Êtes-vous optimiste pour les relations franco-algériennes ?
Je n’emploierais pas le mot « optimiste », mais je dirais « quand on veut on peut ». Et on peut faire beaucoup de choses entre la France et l’Algérie, l’Algérie va très loin dans le cœur de l’Afrique. L’Algérie est un pays de plus 2 380 0000 km2, grand comme cinq fois la France avec d’immenses potentialités, réserves et puis une diplomatie active que j’admire et qui a joué un grand rôle. J’ai bien connu Monsieur Lamamra, je connais bien Monsieur Messahel et je connais tous vos ministres des Affaires étrangères et beaucoup d’autres. J’ai noué une forte amitié avec le Premier ministre Sellal, j’apprécie aussi Monsieur Ouyahia, que j’ai connu quand il était Premier ministre. Ce sont des gens de grande qualité avec un sens élevé de l’Etat.

* _Données fournies_:
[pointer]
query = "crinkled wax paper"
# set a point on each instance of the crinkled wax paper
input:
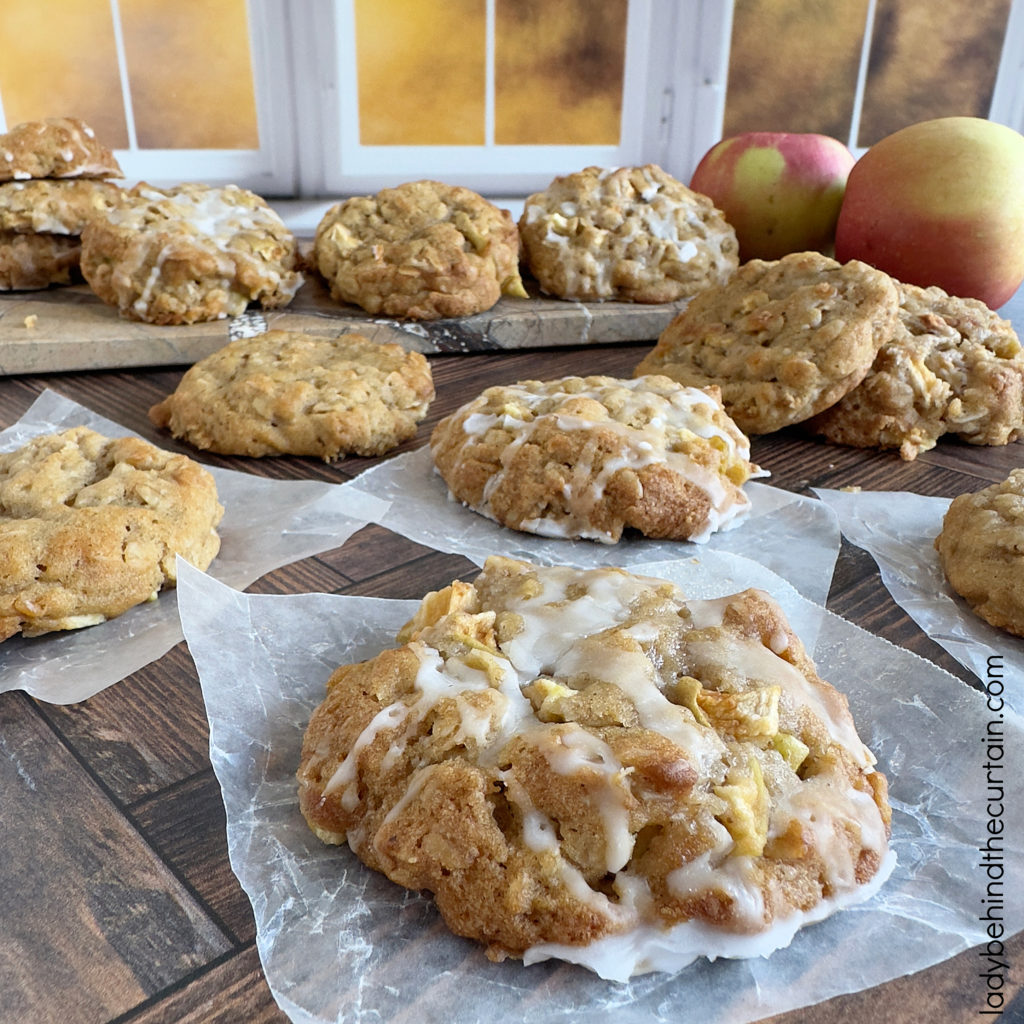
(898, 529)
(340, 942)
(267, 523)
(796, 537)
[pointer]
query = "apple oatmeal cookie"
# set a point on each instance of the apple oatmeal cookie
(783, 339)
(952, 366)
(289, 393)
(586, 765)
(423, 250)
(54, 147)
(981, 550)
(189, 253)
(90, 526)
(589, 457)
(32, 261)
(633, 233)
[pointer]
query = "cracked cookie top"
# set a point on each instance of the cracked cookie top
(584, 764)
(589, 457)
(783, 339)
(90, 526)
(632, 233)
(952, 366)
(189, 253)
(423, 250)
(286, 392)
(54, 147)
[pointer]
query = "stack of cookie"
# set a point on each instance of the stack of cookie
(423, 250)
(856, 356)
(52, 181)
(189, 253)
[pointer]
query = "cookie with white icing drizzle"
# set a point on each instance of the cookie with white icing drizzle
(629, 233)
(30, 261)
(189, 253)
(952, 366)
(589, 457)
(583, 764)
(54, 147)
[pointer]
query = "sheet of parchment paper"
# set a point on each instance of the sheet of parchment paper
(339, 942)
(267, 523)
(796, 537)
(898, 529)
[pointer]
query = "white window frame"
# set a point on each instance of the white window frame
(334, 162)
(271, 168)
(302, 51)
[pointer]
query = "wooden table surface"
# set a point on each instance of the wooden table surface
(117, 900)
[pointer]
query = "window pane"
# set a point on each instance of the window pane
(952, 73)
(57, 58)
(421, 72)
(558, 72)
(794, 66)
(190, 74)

* _Consigne 1_: Dans l'entretien sur les relations franco-algériennes, traduisez en anglais la phrase « Ce sont des gens de grande qualité avec un sens élevé de l’Etat. »
* _Consigne 2_: Poursuivez l'entretien sur les relations franco-algériennes après sa dernière phrase.

* _Réponse 1_: They are people of great quality with a strong sense of the State.

* _Réponse 2_:
Je vous laisse conclure Monsieur le Ministre
Le message de l’amitié fraternelle : nous devons nous serrer les coudes, ne jamais céder à la mauvaise pente qui nous ramènerait toujours vers un passé d’affrontement. Nous avons dépassé tout cela, nous devons regarder de manière constructive vers l’avenir en sachant que beaucoup de choses reposent sur notre volonté.